*Text under study*:
Complex heritable traits are not only determined by changes in the DNA sequence. Scientists from the University of Groningen Bioinformatics Centre, together with their French colleagues, have shown that epigenetic marks can affect traits such as flowering time and architecture in plants. Furthermore, these marks are passed on for many generations in a stable manner. Their results were published in Science Express on Thursday, 6 February 2014. It seems that a revision of Genetics textbooks is now in order.

We've all been taught that DNA is the physical foundation of heredity. Our genes are spelled out in the four famous letters A, T, C and G, which together form the genetic code. A single letter change in this code can lead to a gene ceasing to function or failing to work properly.

The fact that the functioning of our genes is also affected by epigenetic marks has been known for decades. For example, the nucleotide cytosine (the C in the genetic code) can be changed into a methylcytosine. This cytosine methylation, which is one type of epigenetic mark, is typically associated with repression of gene activity.

'While in mammals epigenetic marks are typically reset every generation, in plants no such dramatic resetting takes place. This opens the door to epigenetic inheritance in plants: epigenetic changes that are acquired in one generation tend to be stably passed on to the next generation', explains Frank Johannes, assistant professor at the GBIC and co-lead scientist for the Science Express study.

*Data for review*:
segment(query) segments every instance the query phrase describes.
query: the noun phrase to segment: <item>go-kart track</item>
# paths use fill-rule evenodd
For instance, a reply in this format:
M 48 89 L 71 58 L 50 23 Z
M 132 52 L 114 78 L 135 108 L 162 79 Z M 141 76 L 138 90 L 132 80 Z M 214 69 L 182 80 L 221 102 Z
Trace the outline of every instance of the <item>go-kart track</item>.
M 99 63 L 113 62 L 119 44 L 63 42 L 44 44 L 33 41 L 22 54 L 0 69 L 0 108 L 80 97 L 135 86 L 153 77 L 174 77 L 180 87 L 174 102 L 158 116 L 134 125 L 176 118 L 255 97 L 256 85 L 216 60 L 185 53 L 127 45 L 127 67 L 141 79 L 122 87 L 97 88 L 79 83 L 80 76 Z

*What this exercise asks*:
1/ Answer these questions from the article on epigenetic inheritance:
(a) In which publication did the results appear, and on what date?
(b) With what is cytosine methylation typically associated?
(c) What position does Frank Johannes hold?
2/ Set down the passage of the article on epigenetic inheritance from "We've all been" up to and including "to work properly.".
3/ Decide whether each statement agrees with the article on epigenetic inheritance, and quote the words that settle it:
(a) In mammals, epigenetic marks are usually reset each generation.
(b) The Groningen scientists carried out the work without outside collaborators.
(c) The effect of epigenetic marks on gene function was first discovered in the Science Express study.

*Answers to each task*:
1/
(a) Science Express, on Thursday, 6 February 2014.
(b) Repression of gene activity.
(c) Assistant professor at the GBIC.

2/
We've all been taught that DNA is the physical foundation of heredity. Our genes are spelled out in the four famous letters A, T, C and G, which together form the genetic code. A single letter change in this code can lead to a gene ceasing to function or failing to work properly.

3/
(a) Yes: "in mammals epigenetic marks are typically reset every generation"
(b) No: "together with their French colleagues"
(c) No: "The fact that the functioning of our genes is also affected by epigenetic marks has been known for decades."